- [Image location labeling entries]:
• • • •
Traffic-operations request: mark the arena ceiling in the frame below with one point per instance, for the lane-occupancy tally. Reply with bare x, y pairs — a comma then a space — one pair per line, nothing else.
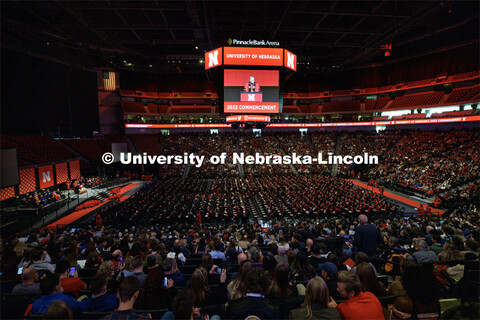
173, 35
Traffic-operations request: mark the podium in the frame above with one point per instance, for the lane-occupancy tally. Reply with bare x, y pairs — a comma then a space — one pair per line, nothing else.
251, 96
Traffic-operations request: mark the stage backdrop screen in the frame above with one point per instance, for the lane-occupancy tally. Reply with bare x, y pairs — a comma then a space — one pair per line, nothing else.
9, 168
251, 91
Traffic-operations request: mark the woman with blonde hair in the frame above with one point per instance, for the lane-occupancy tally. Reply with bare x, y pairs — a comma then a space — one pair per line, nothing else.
• • • •
- [Aim of the task]: Restate the data above exactly, stripping out each image.

- [Answer to the exercise]:
Traffic-operations request: mark the arena ceiling in the frame below with one point per instance, for the lane-occupancy tally. Reply with bare x, y pairs — a comma then a space — one pair per line, nothing else.
173, 35
Traffic-operations request: mark the podium in the frame above with one point per instance, for the lane-occupancy tally. Reply with bare x, y pairs — a comma then a space — one pair per line, nothing else.
251, 96
Traffic-operations request: mark the stage backdrop screen in the frame above with one point per instance, for the lane-occupancy tally. Reply with bare x, y pairs — a comma then a space — one pair per line, nothing else.
9, 168
251, 91
Traffic-operations request: mark the woman with blonde hair in the frame above with one point per instance, for the lane-occupancy tally. Reply with bare x, y pairs — a comma then a space — one pair per line, nothing else.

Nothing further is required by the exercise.